**How to complete this task:**
Your answer must be an exact copy of every record.

[Region pointing data]
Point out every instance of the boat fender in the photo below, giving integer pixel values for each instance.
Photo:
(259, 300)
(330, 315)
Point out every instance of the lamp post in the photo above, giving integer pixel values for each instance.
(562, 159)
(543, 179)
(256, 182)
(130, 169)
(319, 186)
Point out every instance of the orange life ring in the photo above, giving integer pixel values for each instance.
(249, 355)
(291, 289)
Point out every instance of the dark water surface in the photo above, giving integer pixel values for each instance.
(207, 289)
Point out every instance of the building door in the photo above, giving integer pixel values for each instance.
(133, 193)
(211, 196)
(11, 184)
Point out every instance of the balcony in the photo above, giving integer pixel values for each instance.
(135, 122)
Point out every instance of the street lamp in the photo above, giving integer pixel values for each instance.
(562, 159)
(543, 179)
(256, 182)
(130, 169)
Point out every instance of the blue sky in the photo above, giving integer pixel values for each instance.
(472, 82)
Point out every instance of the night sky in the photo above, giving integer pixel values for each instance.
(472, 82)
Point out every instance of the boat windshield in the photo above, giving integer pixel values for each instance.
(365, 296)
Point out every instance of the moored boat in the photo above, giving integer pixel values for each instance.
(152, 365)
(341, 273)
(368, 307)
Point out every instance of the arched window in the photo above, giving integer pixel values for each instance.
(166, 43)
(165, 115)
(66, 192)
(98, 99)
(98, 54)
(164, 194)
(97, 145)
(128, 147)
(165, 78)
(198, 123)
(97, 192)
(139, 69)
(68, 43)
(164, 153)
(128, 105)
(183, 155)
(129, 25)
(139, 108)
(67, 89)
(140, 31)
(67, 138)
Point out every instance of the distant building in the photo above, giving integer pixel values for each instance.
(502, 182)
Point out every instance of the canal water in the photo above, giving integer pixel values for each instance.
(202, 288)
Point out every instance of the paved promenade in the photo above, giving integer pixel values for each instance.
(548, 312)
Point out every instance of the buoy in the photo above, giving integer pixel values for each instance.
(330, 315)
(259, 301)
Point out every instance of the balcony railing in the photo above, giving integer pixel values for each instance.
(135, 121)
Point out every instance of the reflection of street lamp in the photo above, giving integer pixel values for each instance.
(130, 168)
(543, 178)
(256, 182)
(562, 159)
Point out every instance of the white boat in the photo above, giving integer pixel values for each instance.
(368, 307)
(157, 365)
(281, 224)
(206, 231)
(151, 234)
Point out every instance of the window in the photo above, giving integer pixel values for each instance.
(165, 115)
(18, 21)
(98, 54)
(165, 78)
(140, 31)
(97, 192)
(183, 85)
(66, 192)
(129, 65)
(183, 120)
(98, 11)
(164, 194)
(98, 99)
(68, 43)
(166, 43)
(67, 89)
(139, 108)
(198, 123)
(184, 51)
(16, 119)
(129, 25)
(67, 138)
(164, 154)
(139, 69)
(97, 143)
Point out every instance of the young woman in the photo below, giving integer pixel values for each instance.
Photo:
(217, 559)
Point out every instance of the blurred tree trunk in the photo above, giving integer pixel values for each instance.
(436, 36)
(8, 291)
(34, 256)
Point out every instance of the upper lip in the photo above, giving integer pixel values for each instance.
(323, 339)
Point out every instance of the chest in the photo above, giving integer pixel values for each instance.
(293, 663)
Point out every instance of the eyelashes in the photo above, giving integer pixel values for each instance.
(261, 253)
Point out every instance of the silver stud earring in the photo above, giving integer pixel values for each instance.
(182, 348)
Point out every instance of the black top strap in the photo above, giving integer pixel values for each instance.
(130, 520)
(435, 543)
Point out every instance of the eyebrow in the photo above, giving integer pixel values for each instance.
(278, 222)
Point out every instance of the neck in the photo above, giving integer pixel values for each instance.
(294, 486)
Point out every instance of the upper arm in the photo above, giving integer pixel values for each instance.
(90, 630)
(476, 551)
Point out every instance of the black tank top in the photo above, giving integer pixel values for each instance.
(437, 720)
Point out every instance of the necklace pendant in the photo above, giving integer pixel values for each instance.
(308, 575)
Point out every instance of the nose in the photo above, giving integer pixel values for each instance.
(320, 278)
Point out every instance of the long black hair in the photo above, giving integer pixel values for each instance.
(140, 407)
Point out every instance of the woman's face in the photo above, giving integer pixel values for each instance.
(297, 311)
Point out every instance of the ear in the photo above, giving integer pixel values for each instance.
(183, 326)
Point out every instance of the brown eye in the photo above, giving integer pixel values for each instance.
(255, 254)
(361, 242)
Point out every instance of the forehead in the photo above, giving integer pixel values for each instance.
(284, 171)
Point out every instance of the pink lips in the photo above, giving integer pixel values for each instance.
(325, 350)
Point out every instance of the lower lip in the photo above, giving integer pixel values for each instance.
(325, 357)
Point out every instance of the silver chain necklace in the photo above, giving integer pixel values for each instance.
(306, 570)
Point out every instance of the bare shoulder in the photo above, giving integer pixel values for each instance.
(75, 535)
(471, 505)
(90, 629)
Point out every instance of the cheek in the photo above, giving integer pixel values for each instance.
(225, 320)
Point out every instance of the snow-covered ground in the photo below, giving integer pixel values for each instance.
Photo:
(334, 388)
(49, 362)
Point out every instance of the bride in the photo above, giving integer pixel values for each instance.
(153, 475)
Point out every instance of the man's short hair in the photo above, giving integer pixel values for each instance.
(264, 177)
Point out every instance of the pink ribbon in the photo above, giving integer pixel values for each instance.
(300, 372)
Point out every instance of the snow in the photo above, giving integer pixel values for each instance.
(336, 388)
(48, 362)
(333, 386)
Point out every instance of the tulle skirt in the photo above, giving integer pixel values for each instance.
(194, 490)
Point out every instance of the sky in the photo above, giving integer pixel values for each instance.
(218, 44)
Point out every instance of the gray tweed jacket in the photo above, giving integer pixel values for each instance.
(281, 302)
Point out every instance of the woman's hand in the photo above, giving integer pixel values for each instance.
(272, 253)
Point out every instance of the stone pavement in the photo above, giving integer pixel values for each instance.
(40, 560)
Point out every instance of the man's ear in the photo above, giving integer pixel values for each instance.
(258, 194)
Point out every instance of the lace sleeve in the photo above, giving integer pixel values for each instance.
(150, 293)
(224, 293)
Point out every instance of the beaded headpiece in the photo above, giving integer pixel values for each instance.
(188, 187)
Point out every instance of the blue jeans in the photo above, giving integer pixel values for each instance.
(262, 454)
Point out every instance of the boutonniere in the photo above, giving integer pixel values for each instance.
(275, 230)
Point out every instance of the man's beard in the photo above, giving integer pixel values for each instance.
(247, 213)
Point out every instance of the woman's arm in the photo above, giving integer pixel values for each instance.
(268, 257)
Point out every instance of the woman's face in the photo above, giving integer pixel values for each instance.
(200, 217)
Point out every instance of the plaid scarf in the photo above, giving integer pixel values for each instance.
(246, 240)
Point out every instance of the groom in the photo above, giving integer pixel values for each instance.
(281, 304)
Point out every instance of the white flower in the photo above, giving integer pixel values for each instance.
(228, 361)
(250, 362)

**Exercise output:**
Point out every instance of the boat fender in the photo below, giving integer pixel values for each instance.
Photo:
(259, 300)
(330, 315)
Point out every instance of the lamp post in the photo above, giving integer pixel values for each instance.
(562, 159)
(543, 179)
(256, 182)
(130, 169)
(319, 186)
Point out every instance of the orange life ring in the photo above, giving integer pixel values for each instance.
(249, 355)
(291, 289)
Point out every instance of the dark water surface in the photo above, giving integer pixel values for each instance.
(207, 289)
Point out every instance of the building door in the photo above, giving integer pixel values for each instance.
(133, 193)
(211, 196)
(11, 184)
Point out every instance of the balcony in the photo above, giving integer pixel values for each instance.
(135, 122)
Point out every instance of the street lamp in the photo above, giving integer pixel values for each instance.
(562, 159)
(543, 179)
(256, 182)
(130, 169)
Point out every instance of the blue sky in the photo above, giving integer pixel values for each instance.
(472, 82)
Point out every instance of the night sky in the photo above, giving integer pixel values for each instance.
(472, 82)
Point out every instance of the boat windshield in the photo above, giving integer pixel values for each instance.
(365, 296)
Point out every instance of the moored boat in the photo above, giving integer pixel values for each instance.
(152, 365)
(341, 273)
(368, 307)
Point out every instance of the arched window in the photo above, giving integer pixel values for each instance.
(166, 43)
(165, 115)
(66, 192)
(98, 99)
(98, 54)
(164, 194)
(97, 145)
(128, 147)
(165, 78)
(198, 123)
(97, 192)
(139, 69)
(68, 43)
(164, 153)
(128, 105)
(183, 155)
(129, 25)
(139, 108)
(67, 89)
(140, 31)
(67, 138)
Point out every instance of the distant building in the photo above, giving integer pixel values for each instance.
(502, 182)
Point out every instance of the canal water in the photo above, giving integer pixel values for each instance.
(202, 288)
Point out every instance of the paved promenade in the photo above, giving integer pixel values for each instance.
(548, 312)
Point out every instance of the buoy in the photo above, giving integer pixel values for each instance.
(330, 315)
(259, 301)
Point out every instance of the balcony railing in the photo above, giving integer pixel values for each instance.
(135, 121)
Point out every instance of the reflection of street lamp in the photo above, giving integer pixel values for each instance.
(130, 168)
(543, 178)
(256, 182)
(562, 159)
Point out every instance of the white boat in the photo above, giving integer pixel values for each instance.
(368, 307)
(157, 365)
(281, 224)
(206, 231)
(151, 234)
Point out every instance of the window in the photo above, giving integer pixel values for each instance.
(165, 115)
(18, 21)
(98, 54)
(165, 78)
(140, 31)
(97, 192)
(183, 85)
(66, 192)
(129, 65)
(183, 120)
(98, 11)
(164, 194)
(98, 99)
(68, 43)
(166, 43)
(67, 89)
(139, 108)
(198, 123)
(184, 51)
(16, 119)
(129, 25)
(67, 138)
(164, 154)
(139, 69)
(97, 143)
Point out every instance of the young woman in the photo below, giving integer pixel values for each instance.
Photo:
(217, 559)
Point out every instance of the blurred tree trunk in the photo above, giving integer pixel values for each instance.
(436, 36)
(8, 291)
(34, 256)
Point out every instance of the upper lip in the photo above, giving integer pixel values for each instance.
(323, 339)
Point out every instance of the chest in the photo above, giving integer pixel values for each instance.
(293, 663)
Point out every instance of the eyelashes in the photo above, giving integer pixel values for each instance.
(261, 253)
Point out every instance of the silver stud earring in the photo above, giving integer pixel values for each instance.
(182, 348)
Point out every instance of the black top strap in the photo above, giving integer pixel values for each instance.
(130, 520)
(435, 543)
Point out every instance of the eyebrow in the photo above, giving integer pixel values for each instance.
(278, 222)
Point out every instance of the neck in the photo above, giving integer pixel values for each instance.
(294, 486)
Point out every instance of the upper arm in the photo above, giving integer pixel values for each instance.
(90, 630)
(476, 551)
Point out every instance of the black tank top in the photo above, giving integer pixel values for each instance.
(437, 720)
Point out every instance of the necklace pendant in the photo above, giving integer pixel values for each instance.
(308, 575)
Point out every instance of the nose in the photo above, giving integer pixel values for each instance.
(320, 278)
Point out every instance of the long black hair in the photo above, giving integer pixel values for each instance.
(140, 407)
Point out every instance of the woman's face in the photo above, giving integer pixel values for each instance.
(297, 311)
Point out every instance of the ear in the photo above, giving integer pixel values for each instance.
(183, 326)
Point out every instance of the brown eye in the photo above, giving integer pixel values for each instance.
(255, 254)
(361, 242)
Point out every instance of the forehead in the photo above, giving integer pixel values for each instance.
(284, 171)
Point out every instance of the pink lips in the photo above, giving integer pixel values for each instance.
(325, 350)
Point out every instance of the lower lip in the photo above, giving integer pixel values for each instance.
(325, 357)
Point out every instance of the silver chain necklace in the photo above, giving integer pixel values for each instance.
(306, 570)
Point out every instance of the bare shoulder in the photo above, giving integer pixel values for each instance.
(75, 535)
(471, 505)
(90, 629)
Point out every instance of the cheek in the photo above, giving integer pixel values for each instance.
(225, 320)
Point out every instance of the snow-covered ground in the photo below, giving integer pixel values for each instance.
Photo:
(334, 388)
(49, 362)
Point out every instance of the bride in the photo above, giving integer pixel values for each instance.
(153, 475)
Point out every instance of the man's short hair in the photo above, giving integer pixel values for each instance.
(264, 177)
Point out every instance of the pink ribbon in the photo above, giving integer pixel values for each instance.
(300, 372)
Point out every instance of the snow in the photo above, giving integer pixel values for each instance.
(336, 388)
(48, 362)
(333, 386)
Point out every instance of the tulle skirt in the photo above, giving integer pixel values for each instance.
(194, 490)
Point out every instance of the sky in the photo above, giving integer pixel values for each instance.
(218, 44)
Point out every instance of the gray tweed jacket in the photo above, giving integer pixel values for each instance.
(281, 302)
Point out every instance of the woman's hand in the photo above, giving integer pixel values for each instance.
(272, 253)
Point out every instance of the stone pavement in the photo above, giving integer pixel values for each instance.
(40, 560)
Point out every instance of the man's ear in the photo above, giving integer pixel values for each instance.
(258, 194)
Point out every instance of the lace sleeve in the photo above, giving integer pixel values for each instance.
(150, 293)
(224, 293)
Point out every instance of the beaded headpiece in the photo above, giving integer pixel values for each instance.
(188, 187)
Point out every instance of the blue jeans in the photo above, giving integer pixel values for each instance.
(262, 454)
Point out every instance of the boutonniere in the photo above, giving integer pixel values for each instance.
(275, 230)
Point out every instance of the man's beard in the photo above, giving integer pixel values for each instance.
(247, 213)
Point out every instance of the woman's arm in the photo above, giving integer pixel values for each instance.
(268, 257)
Point out every instance of the woman's face in the photo above, giving integer pixel values for each instance.
(200, 217)
Point out every instance of the plaid scarf in the photo above, giving integer pixel values for each instance.
(246, 240)
Point out every instance of the groom in the photo above, giving integer pixel values for each instance.
(281, 304)
Point out every instance of the white flower in the photo above, giving integer pixel values for each instance.
(228, 361)
(250, 362)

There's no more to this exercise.